Task requirements
Rescale the rows below, from the start through the line containing "120 112 182 167", reproducing every line, requests included, with each bounding-box coordinate in the answers multiplied by 1.15 and rounded to a whole number, halves rounding up. Keep the numbers in the requests and their format samples unchanged, and stop after that line.

Information given
-- -- --

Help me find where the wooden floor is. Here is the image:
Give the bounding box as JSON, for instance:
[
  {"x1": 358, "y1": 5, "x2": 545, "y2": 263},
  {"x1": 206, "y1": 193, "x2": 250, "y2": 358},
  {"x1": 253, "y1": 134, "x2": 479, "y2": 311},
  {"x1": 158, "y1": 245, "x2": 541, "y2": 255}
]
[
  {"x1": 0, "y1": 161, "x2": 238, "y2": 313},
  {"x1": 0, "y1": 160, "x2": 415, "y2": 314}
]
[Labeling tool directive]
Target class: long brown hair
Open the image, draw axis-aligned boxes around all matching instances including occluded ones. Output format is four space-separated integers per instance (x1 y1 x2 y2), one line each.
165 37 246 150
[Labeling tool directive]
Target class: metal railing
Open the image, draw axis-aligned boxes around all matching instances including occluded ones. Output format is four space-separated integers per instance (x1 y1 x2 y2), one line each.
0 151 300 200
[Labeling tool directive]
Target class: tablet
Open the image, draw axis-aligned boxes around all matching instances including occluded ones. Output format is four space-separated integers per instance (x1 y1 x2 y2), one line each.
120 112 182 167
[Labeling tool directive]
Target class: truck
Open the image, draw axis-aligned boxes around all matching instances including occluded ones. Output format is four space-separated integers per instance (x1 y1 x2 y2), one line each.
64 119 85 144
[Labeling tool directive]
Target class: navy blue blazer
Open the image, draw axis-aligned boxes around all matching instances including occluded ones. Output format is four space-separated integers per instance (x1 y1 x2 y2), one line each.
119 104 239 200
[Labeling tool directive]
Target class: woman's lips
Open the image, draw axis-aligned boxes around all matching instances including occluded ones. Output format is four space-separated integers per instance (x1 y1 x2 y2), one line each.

-- -- --

Completed task
Help me find where the wooden floor is. Here is the image:
Give the bounding box as JSON, for instance:
[
  {"x1": 358, "y1": 5, "x2": 545, "y2": 263},
  {"x1": 206, "y1": 193, "x2": 250, "y2": 358},
  {"x1": 253, "y1": 134, "x2": 479, "y2": 311},
  {"x1": 158, "y1": 245, "x2": 541, "y2": 255}
]
[
  {"x1": 0, "y1": 185, "x2": 274, "y2": 360},
  {"x1": 0, "y1": 184, "x2": 477, "y2": 361}
]
[Labeling tool directive]
Target class: long brown hair
Open the image, draw axis-aligned boxes around all matching instances including occluded ones. Output format is four space-separated integers per instance (x1 y1 x2 y2), one line each.
190 43 283 173
[Labeling tool directive]
Target class: metal railing
Open the image, draw axis-aligned boxes around all matching instances including occluded ones. Output format is four space-separated integers per instance (x1 y1 x2 y2), one line each.
0 174 345 230
[Labeling tool directive]
Target class: tablet
Open the image, draw axis-aligned boxes around all matching instances including occluded ones. Output format is four space-separated integers per instance (x1 y1 x2 y2), one line each.
138 129 209 192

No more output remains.